本文:
こうして私と「お好み焼き」の出会いの道は、閉ざされてしまったのだった。


* * *

私が「お好み焼き」と出会うのは、それから10年以上もたって、札幌に暮らし始めたときだった。

初めて、お好み焼き屋に入る。ドキドキ。
カウンター席の前には、鉄板が広がる。

頼んだのは「豚玉」。

お子さんを背負ったお店の方が、小さなお椀で、材料をしゃかしゃか かきまぜ、私の目の前の鉄板に広げる。
かたずをのんで見守る私。

ひっくり返す。

両面焼きあがったと思えるそのとき、店の方は、お好み焼きに、ソース と マヨネーズ と かつお節をかけたのだった。

えええ ソース と マヨネーズ !!!
そんな組み合わせあるの!!!

おそるおそる お好み焼きを 口に運ぶ私。

「お、お、おいしい!!」

ソースとマヨネーズの組み合わせ 最高!
お好み焼きは おいしいものだったのだ


* * *

さて この本、
「あっちゃん あがつく アイスクリーム」
から始まり
「いっちゃん いがつく いちごじゃむ」
と いうように、あいうえお順に
「○ちゃん ○がつく 食べ物の名前」と 続いていく絵本。

提供データ:
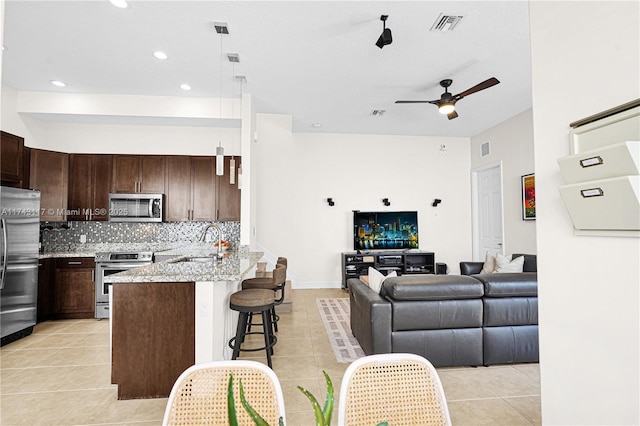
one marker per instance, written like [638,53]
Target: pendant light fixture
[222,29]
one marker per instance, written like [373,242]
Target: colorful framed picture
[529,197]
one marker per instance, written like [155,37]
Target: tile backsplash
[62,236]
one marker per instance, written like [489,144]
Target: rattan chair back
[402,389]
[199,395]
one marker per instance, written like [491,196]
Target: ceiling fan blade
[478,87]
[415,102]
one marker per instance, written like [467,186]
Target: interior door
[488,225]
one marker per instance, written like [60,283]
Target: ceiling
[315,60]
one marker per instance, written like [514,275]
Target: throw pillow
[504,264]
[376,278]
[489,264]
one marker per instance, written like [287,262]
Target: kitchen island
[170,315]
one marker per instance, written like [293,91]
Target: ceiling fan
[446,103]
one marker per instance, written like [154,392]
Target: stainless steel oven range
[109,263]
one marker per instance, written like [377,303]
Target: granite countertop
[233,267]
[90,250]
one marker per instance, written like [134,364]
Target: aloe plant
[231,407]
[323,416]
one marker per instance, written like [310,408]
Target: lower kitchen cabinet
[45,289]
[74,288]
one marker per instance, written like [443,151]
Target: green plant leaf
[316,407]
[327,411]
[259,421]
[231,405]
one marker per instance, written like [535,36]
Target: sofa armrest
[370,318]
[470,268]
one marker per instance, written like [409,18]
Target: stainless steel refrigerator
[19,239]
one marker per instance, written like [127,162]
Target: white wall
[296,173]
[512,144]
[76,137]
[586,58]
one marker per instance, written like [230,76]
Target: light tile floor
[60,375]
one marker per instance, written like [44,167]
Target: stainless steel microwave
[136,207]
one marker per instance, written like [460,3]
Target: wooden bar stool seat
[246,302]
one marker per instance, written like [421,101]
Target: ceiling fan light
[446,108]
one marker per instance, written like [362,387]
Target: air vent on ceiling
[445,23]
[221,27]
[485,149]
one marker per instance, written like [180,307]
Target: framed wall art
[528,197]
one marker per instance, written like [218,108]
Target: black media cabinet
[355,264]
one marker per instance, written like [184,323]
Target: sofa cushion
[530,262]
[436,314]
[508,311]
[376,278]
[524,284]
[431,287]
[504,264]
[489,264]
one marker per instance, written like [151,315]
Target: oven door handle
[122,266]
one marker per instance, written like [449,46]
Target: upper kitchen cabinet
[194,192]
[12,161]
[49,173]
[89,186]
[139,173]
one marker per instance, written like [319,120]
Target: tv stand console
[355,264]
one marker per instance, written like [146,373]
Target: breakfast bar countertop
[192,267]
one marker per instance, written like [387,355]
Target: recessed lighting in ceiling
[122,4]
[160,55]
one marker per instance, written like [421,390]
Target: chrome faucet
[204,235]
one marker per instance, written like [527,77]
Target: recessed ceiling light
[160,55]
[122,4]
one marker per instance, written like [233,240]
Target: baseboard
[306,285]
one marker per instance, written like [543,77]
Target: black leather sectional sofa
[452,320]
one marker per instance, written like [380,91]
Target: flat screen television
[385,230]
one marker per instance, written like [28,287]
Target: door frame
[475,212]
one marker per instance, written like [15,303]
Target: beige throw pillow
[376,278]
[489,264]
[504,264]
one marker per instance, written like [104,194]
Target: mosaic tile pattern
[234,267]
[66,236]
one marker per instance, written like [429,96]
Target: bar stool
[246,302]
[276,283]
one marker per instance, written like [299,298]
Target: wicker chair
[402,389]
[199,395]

課題一覧:
(a) エントリーのうち、「one marker per instance, written like [146,373]」を含む行からエントリーの最後までを、両端の行も含めて一字一句そのまま書き写してください。
(b) お好み焼きについての文章を、示された最後の文の後から書き続けよ。

各課題の解答:
(a)
one marker per instance, written like [146,373]
Target: breakfast bar countertop
[192,267]
one marker per instance, written like [387,355]
Target: recessed lighting in ceiling
[122,4]
[160,55]
one marker per instance, written like [421,390]
Target: chrome faucet
[204,235]
one marker per instance, written like [527,77]
Target: recessed ceiling light
[160,55]
[122,4]
one marker per instance, written like [233,240]
Target: baseboard
[306,285]
one marker per instance, written like [543,77]
Target: black leather sectional sofa
[452,320]
one marker per instance, written like [380,91]
Target: flat screen television
[385,230]
one marker per instance, written like [28,287]
Target: door frame
[475,212]
one marker per instance, written like [15,303]
Target: beige throw pillow
[376,278]
[489,264]
[504,264]
one marker per instance, written like [104,194]
Target: mosaic tile pattern
[234,267]
[66,236]
one marker per instance, written like [429,96]
Target: bar stool
[246,302]
[276,283]
one marker per instance, written like [299,298]
Target: wicker chair
[402,389]
[199,395]

(b)
「あいうえお・・・わ」で 終わらず、「がぎぐげご・・・ぱぴぷぺぽ」も入っている。(「ん」もある)

声に出したときのリズムがいい。
(子どもなら 暗記してしまうだろう)
知らず知らずのうちに、自分勝手なメロディーまでつけて歌ってしまう。

チョコレートがいっぱいあったり、手巻き寿司が踊っていたり、ページをめくるたびに笑顔になれる絵本。
それぞれのページの登場人物・・・もとい、登場「食べ物」たちの会話もきこえてくるようだ。
どのページから見始めても その楽しさに変わりがない。

「おっちゃん おがつく おこのみやき おいしい」 
などのように、好きな食べ物を使って、自分で文章を作ることもできるだろう。

小さなお子さんが、この本を手に取り
「あっちゃんあがつく・・・いっちゃんいがつく・・・・」
と 声に出して読んでいるのを見かけたことがある。
おそらく、ひらがなをまだ完全には読めないようだ。よく聞くと、どうも自分で絵に合わせて文章をつくっている。
 (こんな楽しみ方もできるのね。)と、にこにこしながらその場を離れた私だった。 


「おこのみやき」を、食べてみたかったあのころの私が、この本を読んでいたら、食べたいものがたくさんあって、母に、
「これ つくって」「これ 食べてみたい」と 次々にリクエストしたであろう。

ちなみに、今、母は お好み焼きが大好き。
あの時、「おいしくないよ」と 言ったのは、実は食べたことがなく、さらに作るのが面倒だったからだそうだ。


あっちゃんあがつく
 さいとうしのぶ作
 みね よう 原案
 リーブル 2001年


読んでいただき ありがとうございました。